**Texte source**:
Mais c’est surtout au lendemain de la Première Guerre mondiale que le chemin de fer allemand aide à cimenter l’union d’un pays meurtri. Votée par la loi du 30 mars 1920 et applicable le 1er avril 1921, la nationalisation de 1924 est notamment le démarrage véritable du réseau allemand qui, pour la première fois, porte dans son appellation l’adjectif « deutsche »: la DRG est bien la naissance de l’Allemagne ferroviaire.

La première ligne allemande, de Nuremberg à Fürth, en 1935. La locomotive est une “Patentee” anglaise livrée par Stephenson.
Cent ans plus tard, à Nuremberg toujours, c’est la célébration du centenaire des chemins de fer allemands avec une reconstruction du train de 1835. Le régime nazi fait les choses en grand, car l’image du chemin de fer est porteuse de modernité, de puissance et d’efficacité.

La « vache à lait de l’Empire » …

Les compagnies allemandes anciennes ne sont pas prêtes à se laisser déposséder, mais la ténacité de Bismarck à opérer le rachat en vue d’une œuvre de centralisation politique et économique au profit de la suprématie prussienne finit par triompher. Il présente plusieurs fois son projet, le plaçant modestement sur le terrain économique, le justifiant par des promesses, le défendant par des prévisions, et réussit à le faire voter en 1879.

Magnifique photographie d’époque, prise vers 1880, du chemin de fer allemand alors morcelé en petits réseaux privés ou d’état. Les tarifs sont élevés et les performances médiocres.

Ces promesses et ces prévisions n’ont pas tenu devant les faits : les tarifs allemands sont parmi les plus élevés d’Europe, pendant que le peuple allemand en réclame la réduction. Le « Berliner Taygeblatt » écrit : « Lorsque l’État prussien a commencé ses rachats, beaucoup s’y opposaient, et la pratique leur a donné, en partie, raison, car il y a plus d’un reproche à faire à l’Administration des chemins de fer de l’État, entre autres, celui du manque de wagons et de mauvais tarifs. »

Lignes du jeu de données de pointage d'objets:
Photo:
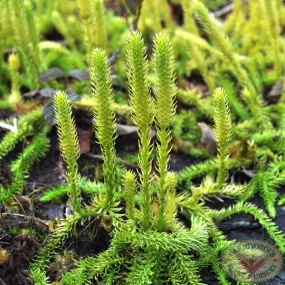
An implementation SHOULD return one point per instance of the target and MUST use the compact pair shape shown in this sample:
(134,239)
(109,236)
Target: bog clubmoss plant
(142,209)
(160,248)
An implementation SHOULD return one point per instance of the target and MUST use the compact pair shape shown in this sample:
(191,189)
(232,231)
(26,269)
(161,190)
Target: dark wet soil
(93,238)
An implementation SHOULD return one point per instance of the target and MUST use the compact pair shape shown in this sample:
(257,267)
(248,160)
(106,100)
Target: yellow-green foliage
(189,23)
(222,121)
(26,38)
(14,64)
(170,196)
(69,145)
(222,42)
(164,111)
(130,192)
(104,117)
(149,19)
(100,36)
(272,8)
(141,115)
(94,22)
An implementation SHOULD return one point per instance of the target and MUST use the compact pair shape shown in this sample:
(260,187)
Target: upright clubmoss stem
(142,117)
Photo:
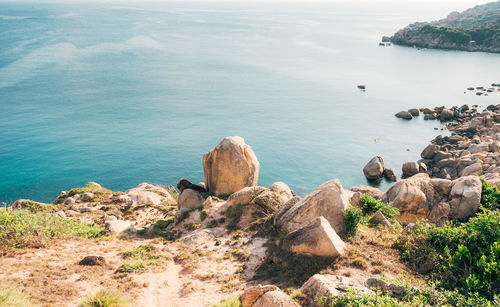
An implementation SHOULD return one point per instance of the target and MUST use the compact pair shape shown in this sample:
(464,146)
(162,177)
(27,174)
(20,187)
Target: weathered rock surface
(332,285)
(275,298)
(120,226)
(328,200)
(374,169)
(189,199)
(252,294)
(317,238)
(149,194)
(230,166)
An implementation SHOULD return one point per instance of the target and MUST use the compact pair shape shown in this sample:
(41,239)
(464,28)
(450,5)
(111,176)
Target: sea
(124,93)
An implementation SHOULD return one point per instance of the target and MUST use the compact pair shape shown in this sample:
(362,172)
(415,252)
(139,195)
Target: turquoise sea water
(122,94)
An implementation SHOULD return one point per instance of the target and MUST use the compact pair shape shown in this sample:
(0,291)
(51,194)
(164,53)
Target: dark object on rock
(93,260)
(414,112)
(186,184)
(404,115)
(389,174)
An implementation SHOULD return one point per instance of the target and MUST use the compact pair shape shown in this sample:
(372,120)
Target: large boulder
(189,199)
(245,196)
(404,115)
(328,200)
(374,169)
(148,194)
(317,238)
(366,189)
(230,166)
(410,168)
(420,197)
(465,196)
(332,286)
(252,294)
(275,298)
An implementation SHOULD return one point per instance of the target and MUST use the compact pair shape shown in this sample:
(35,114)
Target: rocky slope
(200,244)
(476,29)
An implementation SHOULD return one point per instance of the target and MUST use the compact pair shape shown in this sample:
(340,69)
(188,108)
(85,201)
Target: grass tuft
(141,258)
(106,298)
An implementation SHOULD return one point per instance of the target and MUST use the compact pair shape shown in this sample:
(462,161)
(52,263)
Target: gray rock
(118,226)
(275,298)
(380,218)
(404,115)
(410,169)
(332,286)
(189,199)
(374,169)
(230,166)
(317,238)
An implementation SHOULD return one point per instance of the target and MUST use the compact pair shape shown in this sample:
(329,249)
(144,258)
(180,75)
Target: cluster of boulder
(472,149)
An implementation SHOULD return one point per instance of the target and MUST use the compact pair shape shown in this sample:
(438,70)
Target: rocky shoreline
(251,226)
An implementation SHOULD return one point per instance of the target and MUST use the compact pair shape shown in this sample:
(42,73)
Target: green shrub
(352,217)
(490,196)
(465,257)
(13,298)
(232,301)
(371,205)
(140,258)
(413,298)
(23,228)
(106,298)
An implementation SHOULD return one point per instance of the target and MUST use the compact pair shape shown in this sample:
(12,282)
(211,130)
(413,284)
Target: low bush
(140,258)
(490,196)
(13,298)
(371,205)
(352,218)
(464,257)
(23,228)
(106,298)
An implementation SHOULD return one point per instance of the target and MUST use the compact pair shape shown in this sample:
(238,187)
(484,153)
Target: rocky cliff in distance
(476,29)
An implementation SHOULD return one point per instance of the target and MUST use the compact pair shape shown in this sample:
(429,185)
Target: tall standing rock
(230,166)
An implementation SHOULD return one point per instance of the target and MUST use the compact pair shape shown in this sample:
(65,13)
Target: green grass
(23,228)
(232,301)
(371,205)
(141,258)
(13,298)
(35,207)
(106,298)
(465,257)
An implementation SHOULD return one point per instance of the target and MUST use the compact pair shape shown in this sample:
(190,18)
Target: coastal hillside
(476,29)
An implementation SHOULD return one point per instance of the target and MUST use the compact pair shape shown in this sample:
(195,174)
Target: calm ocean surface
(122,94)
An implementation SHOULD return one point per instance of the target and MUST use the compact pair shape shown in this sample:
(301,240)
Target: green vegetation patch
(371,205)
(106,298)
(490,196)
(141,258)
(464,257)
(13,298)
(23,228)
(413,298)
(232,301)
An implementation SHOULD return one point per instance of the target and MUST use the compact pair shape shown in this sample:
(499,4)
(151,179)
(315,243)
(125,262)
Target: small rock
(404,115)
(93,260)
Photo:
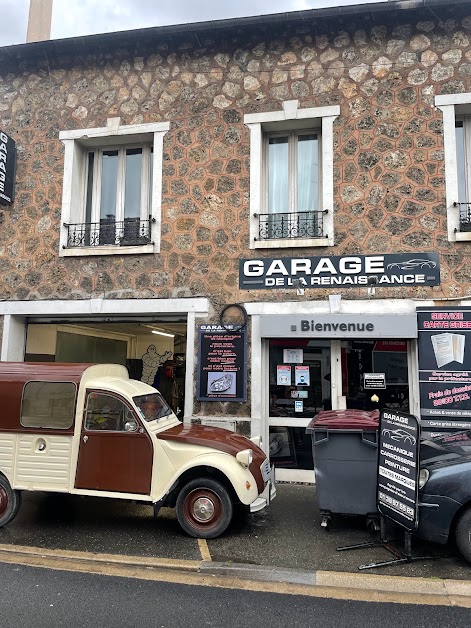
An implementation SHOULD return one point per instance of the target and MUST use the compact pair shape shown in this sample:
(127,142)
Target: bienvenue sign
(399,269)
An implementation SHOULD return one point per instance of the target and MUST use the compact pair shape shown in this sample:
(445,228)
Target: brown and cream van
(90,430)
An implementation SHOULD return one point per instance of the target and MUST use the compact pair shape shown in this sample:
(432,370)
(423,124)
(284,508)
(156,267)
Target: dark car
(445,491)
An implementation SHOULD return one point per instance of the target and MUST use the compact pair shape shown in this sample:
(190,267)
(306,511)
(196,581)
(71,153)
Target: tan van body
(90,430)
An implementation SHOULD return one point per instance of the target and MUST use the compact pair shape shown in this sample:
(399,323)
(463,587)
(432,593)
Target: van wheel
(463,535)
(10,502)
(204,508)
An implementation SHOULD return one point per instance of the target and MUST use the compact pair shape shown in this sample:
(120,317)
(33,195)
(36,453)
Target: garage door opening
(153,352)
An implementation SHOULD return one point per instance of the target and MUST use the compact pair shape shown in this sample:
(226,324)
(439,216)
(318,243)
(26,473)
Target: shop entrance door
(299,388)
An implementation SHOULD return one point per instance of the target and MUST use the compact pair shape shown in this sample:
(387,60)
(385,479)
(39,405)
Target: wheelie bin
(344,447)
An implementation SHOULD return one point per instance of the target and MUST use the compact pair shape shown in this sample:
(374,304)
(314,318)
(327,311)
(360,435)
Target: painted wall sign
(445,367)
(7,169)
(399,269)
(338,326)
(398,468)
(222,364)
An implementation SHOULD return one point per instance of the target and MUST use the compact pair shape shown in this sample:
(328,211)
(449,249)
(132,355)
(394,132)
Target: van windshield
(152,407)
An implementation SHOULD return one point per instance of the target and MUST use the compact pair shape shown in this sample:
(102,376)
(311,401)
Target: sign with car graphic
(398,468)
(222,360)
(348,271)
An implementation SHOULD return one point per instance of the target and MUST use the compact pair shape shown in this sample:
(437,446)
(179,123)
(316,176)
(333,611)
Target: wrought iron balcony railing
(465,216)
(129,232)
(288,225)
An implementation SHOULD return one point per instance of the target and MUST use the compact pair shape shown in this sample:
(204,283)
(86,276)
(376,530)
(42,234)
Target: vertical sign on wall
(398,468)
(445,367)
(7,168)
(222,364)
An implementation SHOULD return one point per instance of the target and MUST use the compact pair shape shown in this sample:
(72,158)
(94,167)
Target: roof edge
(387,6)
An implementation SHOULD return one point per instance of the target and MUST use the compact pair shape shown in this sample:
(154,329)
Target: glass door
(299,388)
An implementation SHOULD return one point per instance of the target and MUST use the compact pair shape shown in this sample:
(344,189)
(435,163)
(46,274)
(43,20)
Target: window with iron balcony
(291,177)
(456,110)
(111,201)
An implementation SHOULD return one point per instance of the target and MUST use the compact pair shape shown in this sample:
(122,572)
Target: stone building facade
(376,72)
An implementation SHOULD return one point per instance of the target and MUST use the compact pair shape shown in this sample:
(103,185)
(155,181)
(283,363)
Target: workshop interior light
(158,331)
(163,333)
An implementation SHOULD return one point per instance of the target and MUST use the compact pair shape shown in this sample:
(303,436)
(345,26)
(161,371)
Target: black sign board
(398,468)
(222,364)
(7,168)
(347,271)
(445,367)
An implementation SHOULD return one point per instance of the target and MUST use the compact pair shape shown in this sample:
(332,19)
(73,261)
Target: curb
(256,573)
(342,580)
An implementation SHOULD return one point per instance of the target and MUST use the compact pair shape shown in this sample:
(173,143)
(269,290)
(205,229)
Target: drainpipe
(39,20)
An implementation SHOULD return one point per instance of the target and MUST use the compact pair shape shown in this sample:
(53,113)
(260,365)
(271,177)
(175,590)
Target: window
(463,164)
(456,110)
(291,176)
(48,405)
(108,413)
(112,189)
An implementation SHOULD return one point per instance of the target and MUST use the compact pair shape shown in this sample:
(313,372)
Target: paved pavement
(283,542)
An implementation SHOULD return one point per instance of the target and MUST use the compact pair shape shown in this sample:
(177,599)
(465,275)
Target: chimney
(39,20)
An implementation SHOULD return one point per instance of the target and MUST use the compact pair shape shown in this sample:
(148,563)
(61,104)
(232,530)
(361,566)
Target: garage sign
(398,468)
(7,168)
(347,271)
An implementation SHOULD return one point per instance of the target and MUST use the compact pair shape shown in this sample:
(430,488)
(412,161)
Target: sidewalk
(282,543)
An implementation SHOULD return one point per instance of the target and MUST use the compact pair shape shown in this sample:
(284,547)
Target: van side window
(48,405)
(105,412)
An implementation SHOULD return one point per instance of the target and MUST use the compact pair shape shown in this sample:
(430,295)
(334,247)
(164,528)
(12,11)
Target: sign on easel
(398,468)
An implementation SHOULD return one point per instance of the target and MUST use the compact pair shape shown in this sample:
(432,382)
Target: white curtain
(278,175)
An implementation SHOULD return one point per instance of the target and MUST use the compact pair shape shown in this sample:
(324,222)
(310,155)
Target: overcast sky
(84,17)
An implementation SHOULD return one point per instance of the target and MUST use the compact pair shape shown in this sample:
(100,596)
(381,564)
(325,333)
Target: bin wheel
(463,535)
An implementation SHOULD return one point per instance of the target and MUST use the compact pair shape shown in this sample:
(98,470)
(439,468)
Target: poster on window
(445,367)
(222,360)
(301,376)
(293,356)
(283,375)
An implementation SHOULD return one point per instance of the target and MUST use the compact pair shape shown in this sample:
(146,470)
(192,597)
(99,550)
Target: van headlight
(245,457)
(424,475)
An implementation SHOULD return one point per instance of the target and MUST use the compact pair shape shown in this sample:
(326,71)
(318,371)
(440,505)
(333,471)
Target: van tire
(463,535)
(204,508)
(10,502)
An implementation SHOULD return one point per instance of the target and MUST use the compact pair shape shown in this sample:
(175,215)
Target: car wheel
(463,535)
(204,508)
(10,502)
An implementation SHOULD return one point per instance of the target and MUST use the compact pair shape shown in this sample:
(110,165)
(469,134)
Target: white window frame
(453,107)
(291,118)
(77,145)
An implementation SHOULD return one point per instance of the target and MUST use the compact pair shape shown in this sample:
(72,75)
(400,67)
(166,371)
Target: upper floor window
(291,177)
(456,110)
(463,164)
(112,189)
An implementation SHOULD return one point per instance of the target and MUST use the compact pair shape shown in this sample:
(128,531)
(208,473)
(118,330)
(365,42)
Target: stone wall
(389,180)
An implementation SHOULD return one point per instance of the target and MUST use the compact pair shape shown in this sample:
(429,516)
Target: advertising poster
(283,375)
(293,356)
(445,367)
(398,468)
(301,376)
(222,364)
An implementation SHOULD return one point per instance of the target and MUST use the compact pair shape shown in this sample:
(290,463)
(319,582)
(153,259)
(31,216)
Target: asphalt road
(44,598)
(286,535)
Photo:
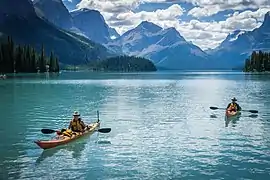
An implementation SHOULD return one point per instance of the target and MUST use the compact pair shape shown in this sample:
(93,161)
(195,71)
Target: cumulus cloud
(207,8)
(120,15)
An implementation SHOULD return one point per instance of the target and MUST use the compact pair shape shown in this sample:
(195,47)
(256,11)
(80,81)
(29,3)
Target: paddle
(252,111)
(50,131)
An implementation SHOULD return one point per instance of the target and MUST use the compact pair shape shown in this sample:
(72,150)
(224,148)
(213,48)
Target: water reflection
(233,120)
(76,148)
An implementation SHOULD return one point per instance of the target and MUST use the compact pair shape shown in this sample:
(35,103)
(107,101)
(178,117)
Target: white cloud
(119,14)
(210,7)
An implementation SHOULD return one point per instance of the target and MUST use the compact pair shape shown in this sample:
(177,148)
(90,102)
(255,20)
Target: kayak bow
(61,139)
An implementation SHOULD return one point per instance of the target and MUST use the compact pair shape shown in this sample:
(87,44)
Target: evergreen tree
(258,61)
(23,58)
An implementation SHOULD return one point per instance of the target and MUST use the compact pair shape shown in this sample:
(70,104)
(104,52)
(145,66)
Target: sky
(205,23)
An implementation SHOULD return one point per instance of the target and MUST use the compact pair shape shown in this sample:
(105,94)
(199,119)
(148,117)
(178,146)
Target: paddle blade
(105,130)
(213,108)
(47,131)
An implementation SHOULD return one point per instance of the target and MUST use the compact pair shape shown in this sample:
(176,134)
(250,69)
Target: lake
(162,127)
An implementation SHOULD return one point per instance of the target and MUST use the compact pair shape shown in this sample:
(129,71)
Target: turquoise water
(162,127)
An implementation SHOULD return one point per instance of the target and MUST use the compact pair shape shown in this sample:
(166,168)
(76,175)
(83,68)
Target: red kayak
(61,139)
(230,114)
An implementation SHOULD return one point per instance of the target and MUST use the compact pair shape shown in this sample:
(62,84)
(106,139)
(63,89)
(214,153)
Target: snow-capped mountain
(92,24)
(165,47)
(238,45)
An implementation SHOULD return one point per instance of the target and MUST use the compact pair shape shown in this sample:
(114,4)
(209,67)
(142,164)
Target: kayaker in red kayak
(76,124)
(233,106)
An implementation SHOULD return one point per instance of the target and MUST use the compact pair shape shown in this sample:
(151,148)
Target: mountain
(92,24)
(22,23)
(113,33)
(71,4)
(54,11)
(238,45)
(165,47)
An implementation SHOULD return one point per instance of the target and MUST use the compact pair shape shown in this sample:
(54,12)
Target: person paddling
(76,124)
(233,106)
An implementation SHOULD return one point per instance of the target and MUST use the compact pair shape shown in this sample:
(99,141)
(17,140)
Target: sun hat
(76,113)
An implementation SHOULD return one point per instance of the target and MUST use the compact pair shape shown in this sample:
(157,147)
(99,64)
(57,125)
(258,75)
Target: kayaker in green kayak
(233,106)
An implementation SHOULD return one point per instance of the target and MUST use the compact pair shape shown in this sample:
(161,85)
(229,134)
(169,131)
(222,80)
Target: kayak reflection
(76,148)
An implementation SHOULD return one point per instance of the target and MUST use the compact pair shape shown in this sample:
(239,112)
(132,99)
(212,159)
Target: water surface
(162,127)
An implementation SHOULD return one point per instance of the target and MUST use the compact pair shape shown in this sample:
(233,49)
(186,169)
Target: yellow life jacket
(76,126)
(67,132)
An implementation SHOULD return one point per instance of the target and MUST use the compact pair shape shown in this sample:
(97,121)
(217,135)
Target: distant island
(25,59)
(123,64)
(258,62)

**Votre travail**:
[A] Reproduisez le passage du texte sur le chemin de fer allemand compris entre « Cent ans plus » et « voter en 1879. », ces deux extrémités incluses.
[B] Relevez chaque ligne des données où figure le mot « kayaker », puis recopiez-la.

**Corrigé**:
[A]
Cent ans plus tard, à Nuremberg toujours, c’est la célébration du centenaire des chemins de fer allemands avec une reconstruction du train de 1835. Le régime nazi fait les choses en grand, car l’image du chemin de fer est porteuse de modernité, de puissance et d’efficacité.

La « vache à lait de l’Empire » …

Les compagnies allemandes anciennes ne sont pas prêtes à se laisser déposséder, mais la ténacité de Bismarck à opérer le rachat en vue d’une œuvre de centralisation politique et économique au profit de la suprématie prussienne finit par triompher. Il présente plusieurs fois son projet, le plaçant modestement sur le terrain économique, le justifiant par des promesses, le défendant par des prévisions, et réussit à le faire voter en 1879.

[B]
Target: kayaker in red kayak
Target: kayaker in green kayak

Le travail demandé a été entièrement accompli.